- Stated task 1:
In the thread about fencing after a Pacemaker process crash, which setting does the reply suggest for making Pacemaker wait for a crashed node to come back?
- Stated task 2:
Continue the thread about fencing after a Pacemaker process crash from the point where it stops.

- Selection:
** start **
[Pacemaker] Question about the behavior when a pacemaker's process crashed

Thu Jul 25 02:00:45 UTC 2013

On 24/07/2013, at 7:40 PM, Kazunori INOUE <inouekazu at intellilink.co.jp> wrote:

> (13.07.18 19:23), Andrew Beekhof wrote:
>> 
>> On 17/07/2013, at 6:53 PM, Kazunori INOUE <inouekazu at intellilink.co.jp> wrote:
>> 
>>> (13.07.16 21:18), Andrew Beekhof wrote:
>>>> 
>>>> On 16/07/2013, at 7:04 PM, Kazunori INOUE <inouekazu at intellilink.co.jp> wrote:
>>>> 
>>>>> (13.07.15 11:00), Andrew Beekhof wrote:
>>>>>> 
>>>>>> On 12/07/2013, at 6:28 PM, Kazunori INOUE <inouekazu at intellilink.co.jp> wrote:
>>>>>> 
>>>>>>> Hi,
>>>>>>> 
>>>>>>> I'm using pacemaker-1.1.10.
>>>>>>> When a pacemaker's process crashed, the node is sometimes fenced or is not sometimes fenced.
>>>>>>> Is this the assumed behavior?
>>>>>> 
>>>>>> Yes.
>>>>>> 
>>>>>> Sometimes the dev1 respawns the processes fast enough that dev2 gets the "hey, i'm back" notification before the PE gets run and fencing can be initiated.
>>>>>> In such cases, there is nothing to be gained from fencing - dev1 is reachable and responding.
>>>>> 
>>>>> OK... but I want pacemaker to certainly perform either behavior (fence is performed or fence is not performed), since operation is troublesome.
>>>>> I think that it is better if user can specify behavior as an option.
>>>> 
>>>> This makes no sense. Sorry.
>>>> It is wrong to induce more downtime than absolutely necessary just to make a test pass.
>>> 
>>> If careful of the increase in downtime, isn't it better to prevent fencing, in this case?
>> 
>> With hindsight, yes.
>> But we have no way of knowing at the time.
>> If you want pacemaker to wait some time for it to come back, you can set crmd-transition-delay which will achieve the same thing it does for attrd.
> 
> I think that only a little is suitable for my demand because crmd-transition-delay is delay.

The only alternative to a delay, either by crmd-transition-delay or some other means, is that the crmd predicts the future.

> 
>> 
>>> Because pacemakerd respawns a broken child process, so the cluster will return to a online state.
>>> If so, does subsequent fencing not increase a downtime?
>> 
>> Yes, but only we know that because we have more knowledge than the cluster.
> 
> Is it because stack is corosync?

No.

> In pacemaker-1.0 with heartbeat, behavior when a child process crashed can be specified by ha.cf.
** end **
- Dataset section:
** start **
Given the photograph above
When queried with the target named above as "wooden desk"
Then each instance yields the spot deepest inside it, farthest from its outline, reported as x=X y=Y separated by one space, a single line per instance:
** end **
- Expected answer 1:
crmd-transition-delay

- Expected answer 2:
> - when specified 'pacemaker respawn', the cluster will recover to online.

The node may still end up being fenced even with "pacemaker respawn".

If the node does not recover fast enough, relative to the "some process died" notification, then the node will get fenced.
If the "hey the process is back again" notification gets held up due to network congestion, then the node will get fenced.
Like most things in clustering, timing is hugely significant - consider a resource that fails just before vs. just after a monitor action is run

Now it could be that heartbeat is consistently slow sending out the "some process died" notification (I recall it does not send them at all sometimes), but that would be a bug not a feature.

> - when specified 'pacemaker on', the node will reboot by oneself.

"by oneself"?  Not because the other side fences it?

> I want to perform a setup and operation (established practice) equivalent to it.
> 
>> 
>>> 
>>> Best regards.
>>> 
>>>> 
>>>>>> 
>>>>>> It makes writing CTS tests hard, but it is not incorrect.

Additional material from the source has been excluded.